> **WORK INSTRUCTIONS**: How many lines of the items below contain the string "negative"? Reply with the number alone.

> **INFORMATION SUPPLIED**:
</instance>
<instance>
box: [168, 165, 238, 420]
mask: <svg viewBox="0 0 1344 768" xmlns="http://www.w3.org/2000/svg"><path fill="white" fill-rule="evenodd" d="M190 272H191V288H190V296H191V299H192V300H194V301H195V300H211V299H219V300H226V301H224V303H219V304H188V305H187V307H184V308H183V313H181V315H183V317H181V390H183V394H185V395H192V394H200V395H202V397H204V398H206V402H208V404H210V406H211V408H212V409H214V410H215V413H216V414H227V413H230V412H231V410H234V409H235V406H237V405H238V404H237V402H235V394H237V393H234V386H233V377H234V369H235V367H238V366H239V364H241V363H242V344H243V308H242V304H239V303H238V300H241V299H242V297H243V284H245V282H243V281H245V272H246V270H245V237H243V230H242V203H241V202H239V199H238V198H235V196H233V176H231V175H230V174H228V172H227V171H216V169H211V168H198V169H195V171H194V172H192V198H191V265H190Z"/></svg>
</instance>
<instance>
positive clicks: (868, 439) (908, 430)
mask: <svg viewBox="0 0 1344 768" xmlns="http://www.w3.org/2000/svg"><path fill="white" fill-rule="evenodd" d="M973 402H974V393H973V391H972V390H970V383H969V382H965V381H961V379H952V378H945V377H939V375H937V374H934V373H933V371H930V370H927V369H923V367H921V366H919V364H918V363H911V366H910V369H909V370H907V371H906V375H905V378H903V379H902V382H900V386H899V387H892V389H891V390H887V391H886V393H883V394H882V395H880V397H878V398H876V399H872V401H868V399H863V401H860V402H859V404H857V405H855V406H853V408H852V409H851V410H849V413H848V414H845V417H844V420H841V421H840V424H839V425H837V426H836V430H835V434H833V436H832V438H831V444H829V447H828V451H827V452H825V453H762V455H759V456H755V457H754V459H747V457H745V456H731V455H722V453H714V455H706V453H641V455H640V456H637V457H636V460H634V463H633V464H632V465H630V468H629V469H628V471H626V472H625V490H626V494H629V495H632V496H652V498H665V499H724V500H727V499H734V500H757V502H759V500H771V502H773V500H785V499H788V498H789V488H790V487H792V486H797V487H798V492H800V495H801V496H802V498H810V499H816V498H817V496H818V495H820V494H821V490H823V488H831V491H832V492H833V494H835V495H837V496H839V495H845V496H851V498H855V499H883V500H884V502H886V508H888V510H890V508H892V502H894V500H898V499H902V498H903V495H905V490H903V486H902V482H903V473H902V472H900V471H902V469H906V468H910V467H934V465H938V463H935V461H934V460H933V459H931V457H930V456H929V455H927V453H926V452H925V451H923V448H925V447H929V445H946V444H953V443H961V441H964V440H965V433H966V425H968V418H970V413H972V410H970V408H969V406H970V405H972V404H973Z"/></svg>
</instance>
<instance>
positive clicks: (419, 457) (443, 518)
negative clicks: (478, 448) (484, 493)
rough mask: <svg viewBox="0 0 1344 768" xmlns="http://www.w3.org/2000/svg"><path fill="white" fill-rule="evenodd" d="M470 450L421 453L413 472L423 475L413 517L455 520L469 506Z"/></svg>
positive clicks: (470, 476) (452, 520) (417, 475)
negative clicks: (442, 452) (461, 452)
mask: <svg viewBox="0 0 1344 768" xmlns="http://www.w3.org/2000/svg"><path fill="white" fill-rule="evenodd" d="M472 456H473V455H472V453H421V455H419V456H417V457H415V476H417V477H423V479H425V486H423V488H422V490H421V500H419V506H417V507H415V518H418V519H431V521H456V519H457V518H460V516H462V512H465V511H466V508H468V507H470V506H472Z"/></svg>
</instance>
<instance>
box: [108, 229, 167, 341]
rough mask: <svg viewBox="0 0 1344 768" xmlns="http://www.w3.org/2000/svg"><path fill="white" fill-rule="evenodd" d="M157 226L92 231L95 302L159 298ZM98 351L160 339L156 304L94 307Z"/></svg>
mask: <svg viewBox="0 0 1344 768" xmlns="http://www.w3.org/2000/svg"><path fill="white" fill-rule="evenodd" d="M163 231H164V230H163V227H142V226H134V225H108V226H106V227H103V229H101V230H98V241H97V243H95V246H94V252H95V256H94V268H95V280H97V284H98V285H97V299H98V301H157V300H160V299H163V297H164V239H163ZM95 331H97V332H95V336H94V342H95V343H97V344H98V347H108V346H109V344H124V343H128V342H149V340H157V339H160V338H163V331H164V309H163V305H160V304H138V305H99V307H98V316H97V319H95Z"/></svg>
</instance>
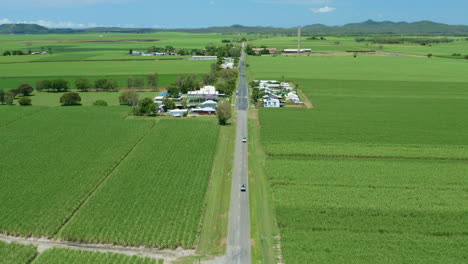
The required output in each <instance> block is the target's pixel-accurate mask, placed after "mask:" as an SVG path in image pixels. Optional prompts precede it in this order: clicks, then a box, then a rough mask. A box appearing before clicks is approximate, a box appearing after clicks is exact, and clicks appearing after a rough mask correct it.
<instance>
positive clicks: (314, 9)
mask: <svg viewBox="0 0 468 264" xmlns="http://www.w3.org/2000/svg"><path fill="white" fill-rule="evenodd" d="M335 10H336V8H334V7H329V6H324V7H320V8H311V9H310V11H312V12H314V13H316V14H319V13H329V12H332V11H335Z"/></svg>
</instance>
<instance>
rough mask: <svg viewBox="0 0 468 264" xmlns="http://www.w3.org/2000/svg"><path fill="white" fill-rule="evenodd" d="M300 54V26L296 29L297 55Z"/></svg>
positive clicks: (300, 36) (300, 29)
mask: <svg viewBox="0 0 468 264" xmlns="http://www.w3.org/2000/svg"><path fill="white" fill-rule="evenodd" d="M300 53H301V26H298V27H297V55H299V54H300Z"/></svg>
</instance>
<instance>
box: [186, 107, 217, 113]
mask: <svg viewBox="0 0 468 264" xmlns="http://www.w3.org/2000/svg"><path fill="white" fill-rule="evenodd" d="M191 112H192V113H194V114H199V115H214V114H216V109H215V108H210V107H205V108H196V109H192V111H191Z"/></svg>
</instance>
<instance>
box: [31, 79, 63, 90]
mask: <svg viewBox="0 0 468 264" xmlns="http://www.w3.org/2000/svg"><path fill="white" fill-rule="evenodd" d="M68 89H70V87H69V84H68V81H66V80H64V79H55V80H43V81H38V82H36V90H37V91H39V92H42V91H47V92H52V91H53V92H66V91H68Z"/></svg>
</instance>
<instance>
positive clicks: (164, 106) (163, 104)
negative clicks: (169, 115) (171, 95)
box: [163, 98, 176, 111]
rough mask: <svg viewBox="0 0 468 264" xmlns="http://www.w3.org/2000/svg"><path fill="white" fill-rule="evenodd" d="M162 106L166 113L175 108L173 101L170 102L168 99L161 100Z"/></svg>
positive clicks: (163, 99) (173, 102) (167, 98)
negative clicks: (162, 105)
mask: <svg viewBox="0 0 468 264" xmlns="http://www.w3.org/2000/svg"><path fill="white" fill-rule="evenodd" d="M163 105H164V109H165V110H166V111H167V110H171V109H175V108H176V105H175V103H174V101H172V100H171V99H169V98H165V99H163Z"/></svg>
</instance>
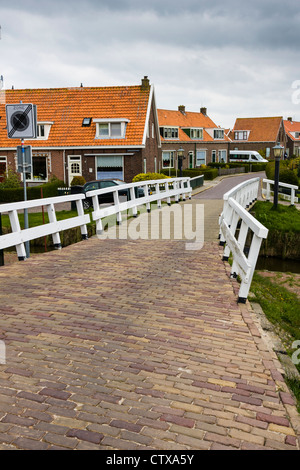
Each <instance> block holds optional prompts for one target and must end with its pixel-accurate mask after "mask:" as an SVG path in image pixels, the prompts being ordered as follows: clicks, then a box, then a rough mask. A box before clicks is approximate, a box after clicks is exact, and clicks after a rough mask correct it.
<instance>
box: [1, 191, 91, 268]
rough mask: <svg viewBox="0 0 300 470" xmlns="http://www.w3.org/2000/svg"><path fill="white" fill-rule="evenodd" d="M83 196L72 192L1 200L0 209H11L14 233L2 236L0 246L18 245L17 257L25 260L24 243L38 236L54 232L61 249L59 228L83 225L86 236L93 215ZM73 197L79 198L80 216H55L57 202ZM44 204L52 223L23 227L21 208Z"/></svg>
mask: <svg viewBox="0 0 300 470" xmlns="http://www.w3.org/2000/svg"><path fill="white" fill-rule="evenodd" d="M84 198H85V196H84V194H74V195H69V196H56V197H51V198H45V199H34V200H31V201H22V202H13V203H10V204H1V205H0V212H1V213H8V216H9V220H10V225H11V230H12V233H7V234H5V235H1V236H0V250H3V249H5V248H9V247H11V246H15V247H16V251H17V254H18V258H19V260H20V261H22V260H25V259H26V250H25V245H24V244H25V242H28V241H30V240H34V239H36V238H39V237H44V236H47V235H52V239H53V245H54V247H55V248H56V249H59V248H61V241H60V234H59V232H61V231H63V230H67V229H70V228H73V227H78V226H80V229H81V235H82V239H86V238H87V227H86V224H87V223H89V222H90V217H89V215H88V214H84V210H83V205H82V200H83V199H84ZM72 201H76V207H77V213H78V216H77V217H71V218H69V219H65V220H60V221H58V220H57V218H56V212H55V205H56V204H61V203H63V202H72ZM41 206H43V207H46V210H47V213H48V218H49V223H47V224H44V225H38V226H36V227H31V228H27V229H23V230H22V229H21V227H20V221H19V216H18V211H20V210H24V209H32V208H35V207H41Z"/></svg>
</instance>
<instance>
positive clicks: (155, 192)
mask: <svg viewBox="0 0 300 470" xmlns="http://www.w3.org/2000/svg"><path fill="white" fill-rule="evenodd" d="M136 187H142V188H144V194H145V196H144V197H140V198H136V195H135V188H136ZM150 188H151V191H150ZM153 188H154V192H153ZM120 189H121V190H124V189H125V190H126V189H127V190H128V191H129V194H130V200H128V201H126V202H120V200H119V191H120ZM108 193H113V198H114V203H113V205H110V206H108V207H105V208H100V206H99V200H98V196H101V195H103V194H108ZM191 193H192V188H191V185H190V178H172V179H163V180H151V181H142V182H138V183H129V184H124V185H122V186H121V187H120V186H116V187H112V188H105V189H99V190H96V191H89V192H88V193H86V195H85V194H82V193H81V194H73V195H65V196H56V197H52V198H44V199H34V200H30V201H21V202H13V203H10V204H1V205H0V215H1V214H3V213H8V216H9V220H10V225H11V230H12V232H11V233H7V234H5V235H0V251H1V250H3V249H5V248H9V247H12V246H15V247H16V251H17V255H18V259H19V260H20V261H22V260H25V259H26V250H25V243H26V242H28V241H30V240H34V239H36V238H40V237H44V236H47V235H52V239H53V245H54V247H55V248H56V249H60V248H61V240H60V232H61V231H63V230H67V229H70V228H74V227H80V229H81V236H82V239H83V240H84V239H87V238H88V235H87V224H88V223H90V222H91V219H90V214H85V213H84V209H83V200H84V199H85V198H86V197H92V199H93V209H94V211H93V212H92V218H93V220H94V221H96V230H97V233H101V232H102V219H103V218H104V217H106V216H108V215H111V214H116V215H117V223H121V221H122V211H125V210H128V209H132V211H133V215H134V216H137V207H138V206H141V205H144V204H145V205H146V208H147V210H148V211H150V209H151V202H154V201H157V203H158V207H161V202H162V200H163V199H166V200H167V203H168V204H171V198H172V197H174V198H175V202H179V198H180V197H182V199H183V200H185V198H186V196H188V197H189V198H191ZM64 202H75V203H76V208H77V216H76V217H70V218H68V219H64V220H60V221H58V220H57V217H56V211H55V205H56V204H61V203H64ZM35 207H45V208H46V210H47V213H48V218H49V223H46V224H43V225H38V226H36V227H31V228H26V229H21V226H20V221H19V215H18V211H22V210H25V209H31V208H35Z"/></svg>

> **EXERCISE SOLUTION**: 4